[Dataset entries]
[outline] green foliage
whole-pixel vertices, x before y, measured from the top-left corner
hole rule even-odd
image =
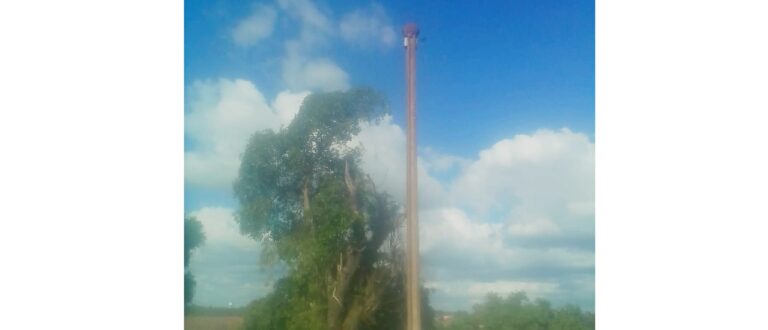
[[[383,114],[384,104],[368,89],[311,94],[290,126],[254,134],[234,184],[242,231],[274,240],[296,234],[303,219],[302,187],[342,180],[345,161],[357,165],[359,150],[345,144],[360,131],[361,120]]]
[[[370,89],[312,94],[288,127],[251,137],[237,220],[264,243],[262,262],[288,275],[248,306],[247,329],[402,328],[402,214],[349,146],[360,122],[385,110]]]
[[[552,308],[549,302],[531,302],[525,293],[506,298],[490,294],[485,302],[475,305],[472,313],[448,314],[450,320],[439,321],[438,329],[465,330],[587,330],[595,328],[595,315],[577,306]]]
[[[195,217],[184,218],[184,304],[192,302],[195,293],[195,278],[186,268],[189,266],[189,257],[192,250],[205,243],[203,224]]]
[[[318,304],[306,295],[310,281],[288,276],[278,281],[274,293],[246,307],[246,329],[324,329]]]
[[[398,280],[405,280],[399,277]],[[301,284],[292,277],[278,281],[273,294],[254,300],[245,308],[245,329],[327,329],[322,306],[310,302]],[[387,306],[360,329],[396,330],[405,325],[403,285],[390,283],[381,298]],[[422,290],[422,329],[434,330],[435,311],[429,305],[428,292]]]
[[[192,302],[192,297],[195,295],[195,277],[189,270],[184,271],[184,304],[188,305]]]
[[[189,266],[189,255],[192,250],[205,243],[203,224],[195,217],[184,218],[184,267]]]

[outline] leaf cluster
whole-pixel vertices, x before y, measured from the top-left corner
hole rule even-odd
[[[375,120],[385,109],[383,97],[370,89],[311,94],[288,127],[278,132],[256,132],[242,155],[234,183],[240,202],[237,219],[243,233],[273,241],[299,234],[305,215],[309,216],[305,214],[303,189],[311,197],[322,198],[314,195],[336,192],[346,164],[359,173],[360,150],[349,147],[348,142],[359,133],[361,121]],[[332,202],[332,198],[326,197],[324,203]],[[338,226],[353,221],[348,214],[339,215],[343,219]],[[296,253],[280,252],[288,253],[284,259]]]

- _EXERCISE PROMPT_: Exact reproduction of the entries above is what's needed; images stay out.

- _SOLUTION FOR THIS PROBLEM_:
[outline] green foliage
whole-pixel vertices, x before y, measured from the top-left corner
hole rule even-odd
image =
[[[383,114],[384,104],[368,89],[311,94],[290,126],[254,134],[234,184],[242,231],[274,240],[296,234],[303,219],[302,187],[342,180],[345,161],[357,165],[359,150],[345,144],[360,131],[361,120]]]
[[[370,89],[312,94],[288,127],[251,137],[237,220],[264,243],[262,262],[288,275],[248,306],[247,329],[402,328],[402,214],[349,146],[360,122],[385,110]]]
[[[552,308],[549,302],[531,302],[525,293],[506,298],[490,294],[485,302],[475,305],[472,313],[448,314],[450,320],[439,321],[438,329],[465,330],[587,330],[595,328],[595,315],[577,306]]]
[[[195,217],[184,218],[184,304],[192,302],[195,293],[195,278],[186,268],[189,266],[189,257],[192,250],[205,243],[203,224]]]
[[[318,304],[306,295],[310,281],[288,276],[278,281],[274,293],[246,307],[246,329],[324,329]]]
[[[398,280],[405,280],[399,277]],[[301,284],[292,277],[278,281],[273,294],[254,300],[245,308],[245,329],[327,329],[322,306],[310,302]],[[387,306],[360,329],[396,330],[405,325],[403,285],[390,283],[381,298]],[[422,290],[422,329],[434,330],[435,311],[429,305],[428,292]]]
[[[192,302],[192,297],[195,295],[195,277],[189,270],[184,271],[184,304],[188,305]]]
[[[189,266],[189,255],[192,250],[205,243],[203,224],[195,217],[184,218],[184,267]]]

[outline] leaf cluster
whole-pixel vertices, x before y, measured from the top-left corner
hole rule even-odd
[[[375,120],[385,109],[383,97],[370,89],[311,94],[288,127],[278,132],[256,132],[242,155],[234,183],[240,202],[237,219],[243,233],[273,241],[299,234],[305,215],[309,216],[305,214],[303,189],[311,197],[322,198],[314,195],[336,192],[346,164],[359,173],[360,150],[349,147],[348,142],[359,133],[361,121]],[[332,202],[332,198],[326,197],[324,203]],[[338,226],[353,221],[348,214],[339,215],[343,219]],[[296,253],[280,252],[288,253],[284,259]]]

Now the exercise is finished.